What is asked =>
Rewrite all the records below as a JSON list of strings with one string per line, skipping blank lines. Omit the pictures.

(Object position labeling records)
** Begin **

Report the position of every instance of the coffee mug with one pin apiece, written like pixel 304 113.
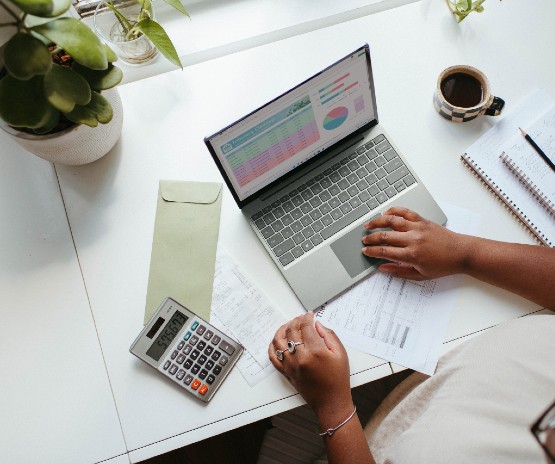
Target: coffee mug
pixel 463 93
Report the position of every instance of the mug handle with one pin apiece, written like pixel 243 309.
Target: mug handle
pixel 495 107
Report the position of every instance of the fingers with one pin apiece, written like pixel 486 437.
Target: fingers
pixel 385 237
pixel 396 218
pixel 330 337
pixel 391 253
pixel 403 271
pixel 406 213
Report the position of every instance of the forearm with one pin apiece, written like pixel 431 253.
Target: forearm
pixel 347 444
pixel 526 270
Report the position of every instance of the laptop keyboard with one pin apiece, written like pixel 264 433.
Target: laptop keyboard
pixel 326 204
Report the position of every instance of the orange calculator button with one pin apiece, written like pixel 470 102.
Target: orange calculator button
pixel 202 390
pixel 195 384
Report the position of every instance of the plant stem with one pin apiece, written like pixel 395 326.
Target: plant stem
pixel 10 12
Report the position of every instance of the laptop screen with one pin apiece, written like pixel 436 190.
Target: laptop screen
pixel 287 132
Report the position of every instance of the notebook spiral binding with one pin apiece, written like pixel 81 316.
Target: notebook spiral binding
pixel 506 201
pixel 529 184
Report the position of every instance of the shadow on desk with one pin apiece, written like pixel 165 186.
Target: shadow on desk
pixel 288 438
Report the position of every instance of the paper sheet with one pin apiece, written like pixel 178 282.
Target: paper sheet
pixel 395 319
pixel 242 311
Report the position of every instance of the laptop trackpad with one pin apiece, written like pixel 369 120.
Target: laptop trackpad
pixel 348 250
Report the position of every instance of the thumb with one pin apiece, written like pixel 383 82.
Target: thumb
pixel 329 336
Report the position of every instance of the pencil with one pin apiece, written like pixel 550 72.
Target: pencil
pixel 539 151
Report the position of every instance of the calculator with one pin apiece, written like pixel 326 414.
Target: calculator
pixel 187 349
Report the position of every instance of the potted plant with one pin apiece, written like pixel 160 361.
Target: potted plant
pixel 130 27
pixel 55 76
pixel 462 8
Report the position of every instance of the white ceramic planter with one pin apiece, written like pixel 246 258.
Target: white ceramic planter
pixel 79 144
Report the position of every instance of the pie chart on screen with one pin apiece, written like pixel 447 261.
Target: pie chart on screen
pixel 335 118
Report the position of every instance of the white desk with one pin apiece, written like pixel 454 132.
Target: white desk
pixel 55 396
pixel 111 203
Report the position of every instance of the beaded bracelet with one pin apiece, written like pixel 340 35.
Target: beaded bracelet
pixel 330 432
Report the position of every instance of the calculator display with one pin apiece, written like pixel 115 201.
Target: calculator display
pixel 168 333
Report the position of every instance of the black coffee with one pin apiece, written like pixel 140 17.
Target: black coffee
pixel 461 90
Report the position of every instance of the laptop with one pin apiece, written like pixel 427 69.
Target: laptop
pixel 309 168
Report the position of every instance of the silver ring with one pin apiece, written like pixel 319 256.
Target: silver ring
pixel 279 354
pixel 292 346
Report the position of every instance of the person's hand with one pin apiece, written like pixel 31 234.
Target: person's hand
pixel 418 248
pixel 318 369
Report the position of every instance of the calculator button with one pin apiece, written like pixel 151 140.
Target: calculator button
pixel 227 347
pixel 203 389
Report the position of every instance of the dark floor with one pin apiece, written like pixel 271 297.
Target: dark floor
pixel 242 445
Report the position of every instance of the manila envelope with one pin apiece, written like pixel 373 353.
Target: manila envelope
pixel 184 246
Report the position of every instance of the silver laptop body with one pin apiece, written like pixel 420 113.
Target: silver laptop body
pixel 309 168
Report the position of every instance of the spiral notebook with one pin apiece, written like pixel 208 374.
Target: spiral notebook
pixel 483 158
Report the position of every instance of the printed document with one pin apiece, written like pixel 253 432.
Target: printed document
pixel 398 320
pixel 242 311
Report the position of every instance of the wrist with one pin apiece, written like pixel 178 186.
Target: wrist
pixel 466 249
pixel 333 413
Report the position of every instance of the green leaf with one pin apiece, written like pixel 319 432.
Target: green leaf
pixel 100 80
pixel 22 103
pixel 76 39
pixel 26 56
pixel 50 124
pixel 178 6
pixel 160 39
pixel 64 88
pixel 97 110
pixel 43 8
pixel 145 5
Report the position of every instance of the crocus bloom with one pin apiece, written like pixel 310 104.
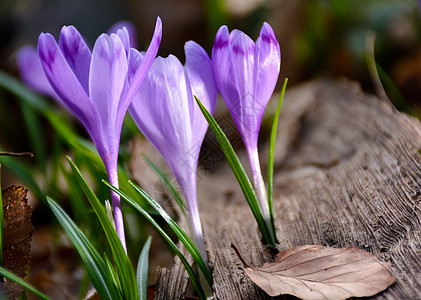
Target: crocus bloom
pixel 94 87
pixel 168 116
pixel 246 74
pixel 32 72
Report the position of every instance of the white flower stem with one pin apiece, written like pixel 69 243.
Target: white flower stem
pixel 118 215
pixel 196 231
pixel 259 184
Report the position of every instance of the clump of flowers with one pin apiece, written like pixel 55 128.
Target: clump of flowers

** End **

Response to the task =>
[
  "Report the position of every instance of the coffee mug with one pin apiece, written like pixel 304 113.",
  "Target: coffee mug",
  "pixel 463 93",
  "Report the position of every instance of the mug handle with one pin apiece, written like pixel 243 309.",
  "Target: mug handle",
  "pixel 495 107",
  "Report the position of every instance of the fingers with one pin apiece, written like pixel 486 437.",
  "Target: fingers",
  "pixel 385 237",
  "pixel 396 218",
  "pixel 330 337",
  "pixel 391 253",
  "pixel 403 271",
  "pixel 406 213",
  "Report the position of every instance of the forearm with one pin apiece, written like pixel 431 253.",
  "Target: forearm",
  "pixel 347 444",
  "pixel 526 270",
  "Report the position of every instance of the laptop keyboard with one pin apiece, written like pixel 264 433.",
  "Target: laptop keyboard",
  "pixel 326 204",
  "Report the position of every instance of the orange calculator button with one pin apiece, written like pixel 470 102.",
  "Target: orange calculator button",
  "pixel 202 390",
  "pixel 195 384",
  "Report the position of every instance of the plant stem with one pin apiece, written like pixel 395 326.",
  "Target: plant stem",
  "pixel 10 12",
  "Report the position of every instance of the laptop screen with one pin apiece, written like pixel 436 190.",
  "Target: laptop screen",
  "pixel 287 132",
  "Report the position of every instance of the notebook spiral binding with one pin apiece, written like pixel 81 316.",
  "Target: notebook spiral binding",
  "pixel 506 201",
  "pixel 529 184",
  "Report the position of every instance of the shadow on desk with one pin apiece, written like pixel 165 186.",
  "Target: shadow on desk",
  "pixel 288 438",
  "Report the position of every instance of the paper sheet with one pin apiece, written like pixel 178 282.",
  "Target: paper sheet",
  "pixel 395 319",
  "pixel 242 311",
  "Report the position of every instance of the laptop trackpad with one pin apiece, written like pixel 369 120.",
  "Target: laptop trackpad",
  "pixel 348 250",
  "Report the position of every instance of the thumb with one pin apiece, written like pixel 383 82.",
  "Target: thumb",
  "pixel 329 336",
  "Report the position of every instance of the pencil with one pin apiece, written like pixel 550 72.",
  "Target: pencil",
  "pixel 539 151",
  "Report the position of every instance of the calculator with one pin apiece, written like pixel 326 414.",
  "Target: calculator",
  "pixel 187 349",
  "Report the position of every instance of the potted plant with one pin apiece, written like pixel 160 361.",
  "Target: potted plant",
  "pixel 130 27",
  "pixel 55 76",
  "pixel 462 8",
  "Report the position of every instance of the white ceramic planter with one pin apiece, written like pixel 246 258.",
  "Target: white ceramic planter",
  "pixel 79 144",
  "Report the position of every instance of the pie chart on screen with one pin apiece, written like pixel 447 261.",
  "Target: pie chart on screen",
  "pixel 335 118",
  "Report the position of every instance of the white desk with one pin apiece, written like pixel 454 132.",
  "Target: white desk",
  "pixel 55 396",
  "pixel 111 203",
  "Report the position of every instance of the beaded bracelet with one pin apiece, written like pixel 340 35.",
  "Target: beaded bracelet",
  "pixel 330 432",
  "Report the position of every instance of the calculator display with one pin apiece, written like pixel 115 201.",
  "Target: calculator display",
  "pixel 168 333",
  "Report the position of every instance of the black coffee with one pin apiece, written like pixel 140 17.",
  "Target: black coffee",
  "pixel 461 90",
  "Report the position of every instance of the laptop with one pin apiece, written like pixel 427 69.",
  "Target: laptop",
  "pixel 309 168",
  "Report the position of every instance of the silver ring with one pin apiece, written like pixel 319 256.",
  "Target: silver ring",
  "pixel 279 354",
  "pixel 292 346",
  "Report the position of every instance of the person's hand with one pin apiece, written like pixel 31 234.",
  "Target: person's hand",
  "pixel 418 248",
  "pixel 318 369",
  "Report the position of every instance of the calculator button with one pin apiece, written like pixel 151 140.",
  "Target: calculator button",
  "pixel 227 347",
  "pixel 203 389",
  "Report the position of every instance of the dark floor with one pin apiece, written like pixel 271 297.",
  "Target: dark floor",
  "pixel 242 445",
  "Report the position of every instance of the manila envelope with one pin apiece, written like pixel 373 353.",
  "Target: manila envelope",
  "pixel 184 246",
  "Report the position of every instance of the silver laptop body with one pin apiece, written like pixel 420 113.",
  "Target: silver laptop body",
  "pixel 309 168",
  "Report the position of every instance of the spiral notebook with one pin apiece, written like pixel 208 374.",
  "Target: spiral notebook",
  "pixel 483 158",
  "Report the position of every instance of the printed document with one pin apiece, written like pixel 253 432.",
  "Target: printed document",
  "pixel 398 320",
  "pixel 242 311",
  "Report the position of every instance of the wrist with one pin apiece, written like pixel 178 186.",
  "Target: wrist",
  "pixel 466 249",
  "pixel 333 413",
  "Report the position of every instance of the green leaf with one pin apiece, written like pixel 319 432.",
  "Target: green leaf",
  "pixel 100 80",
  "pixel 22 103",
  "pixel 76 39",
  "pixel 26 56",
  "pixel 50 124",
  "pixel 178 6",
  "pixel 160 39",
  "pixel 64 88",
  "pixel 97 110",
  "pixel 43 8",
  "pixel 145 5",
  "Report the position of every instance of the crocus bloom with one pin apiece, written like pixel 310 104.",
  "Target: crocus bloom",
  "pixel 94 87",
  "pixel 168 116",
  "pixel 246 74",
  "pixel 32 72",
  "Report the position of every instance of the white flower stem with one pin apiece, written like pixel 69 243.",
  "Target: white flower stem",
  "pixel 118 215",
  "pixel 196 231",
  "pixel 259 184",
  "Report the position of every instance of the clump of flowers with one pin apiece, written like pixel 55 128.",
  "Target: clump of flowers"
]